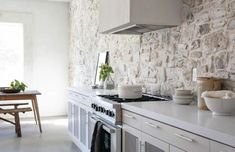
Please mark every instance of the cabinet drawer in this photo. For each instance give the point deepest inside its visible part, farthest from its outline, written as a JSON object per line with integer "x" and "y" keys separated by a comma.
{"x": 218, "y": 147}
{"x": 182, "y": 139}
{"x": 131, "y": 119}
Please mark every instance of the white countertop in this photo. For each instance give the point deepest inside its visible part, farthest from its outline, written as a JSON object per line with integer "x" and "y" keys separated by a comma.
{"x": 186, "y": 117}
{"x": 189, "y": 118}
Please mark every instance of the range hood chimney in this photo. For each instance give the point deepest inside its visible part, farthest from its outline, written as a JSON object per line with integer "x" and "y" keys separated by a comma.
{"x": 138, "y": 16}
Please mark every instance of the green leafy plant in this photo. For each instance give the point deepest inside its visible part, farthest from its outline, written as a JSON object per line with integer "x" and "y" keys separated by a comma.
{"x": 105, "y": 71}
{"x": 18, "y": 85}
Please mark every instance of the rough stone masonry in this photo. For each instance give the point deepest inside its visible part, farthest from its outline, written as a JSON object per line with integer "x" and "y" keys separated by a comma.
{"x": 162, "y": 59}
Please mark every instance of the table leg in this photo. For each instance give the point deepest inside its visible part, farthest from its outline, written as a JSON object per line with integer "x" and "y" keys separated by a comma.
{"x": 34, "y": 111}
{"x": 37, "y": 112}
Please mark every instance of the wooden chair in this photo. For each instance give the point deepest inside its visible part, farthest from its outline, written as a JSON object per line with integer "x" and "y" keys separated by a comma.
{"x": 14, "y": 112}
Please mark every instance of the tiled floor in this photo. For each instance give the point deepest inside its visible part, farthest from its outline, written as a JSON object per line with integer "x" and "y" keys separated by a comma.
{"x": 53, "y": 139}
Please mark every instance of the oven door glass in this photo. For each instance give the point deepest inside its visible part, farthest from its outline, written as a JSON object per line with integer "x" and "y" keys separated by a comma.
{"x": 111, "y": 137}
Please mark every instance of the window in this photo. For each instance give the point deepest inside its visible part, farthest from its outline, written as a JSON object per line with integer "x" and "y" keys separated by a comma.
{"x": 11, "y": 52}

-*-

Give all the entries again exactly, dropping each picture.

Please mark every instance of the cabinet drawer in this photo. For each instance give the point deepest inside its visible part, farthest from its outline, written as a JSON object per line with integer "x" and "y" keys separated by a comma.
{"x": 218, "y": 147}
{"x": 182, "y": 139}
{"x": 131, "y": 119}
Please mark every instance of the white countertop in this photo. For each instance give the point deepest inside its visible part, farthest from its outline, written as a JSON object per line with integer "x" and "y" keys separated by a comma.
{"x": 186, "y": 117}
{"x": 189, "y": 118}
Please mark every instance of the range hood chimney in this photo. For each instance give the point deepest inside its visible part, farthest from its outline, written as a JSON object per line with integer "x" and "y" keys separated by a comma.
{"x": 138, "y": 16}
Please mark every instance of the green leafy plant in this photo. For each instance give the point deepest inside its visible part, farthest from its outline, written as a JSON object per line with integer "x" and "y" keys separated by a comma.
{"x": 105, "y": 71}
{"x": 18, "y": 85}
Please mark every instance of the rough stone masonry in this photo. For each instance give the point deepest inside its visible part, farthest from its outline, written as a JSON object per line with integer "x" and "y" keys separated by a comma.
{"x": 162, "y": 59}
Please mark every instance of the table leg in this photo. For each instance give the point deepest inside its visible part, farthest from its outline, written as a JSON object per line with integer "x" and "y" keys separated by a comma.
{"x": 34, "y": 111}
{"x": 37, "y": 112}
Please mark every instance of the wooden chair in this photo. For each instance give the point deepest inside its visible part, farthest from its outline, written as a JSON object per line with integer "x" and "y" keys separated by a comma.
{"x": 14, "y": 112}
Please mark every instance of the tiled floor in this photo. For each instance give the point deepest inside its visible part, farthest from its outline, written as a JSON object per line with integer "x" and "y" keys separated by a comma.
{"x": 53, "y": 139}
Please mark every instance of the oven door glass in this photo. For each instance give the point deepest inside its visible part, farthest from its outline, written as a JSON object per line with integer "x" and "y" keys separated by a comma.
{"x": 111, "y": 137}
Please mark every instance of the window in this photo. For each instance give the point deepest inside its visible part, farthest from its outline, written as a JSON object per line with integer "x" and "y" keys separated by a comma.
{"x": 11, "y": 52}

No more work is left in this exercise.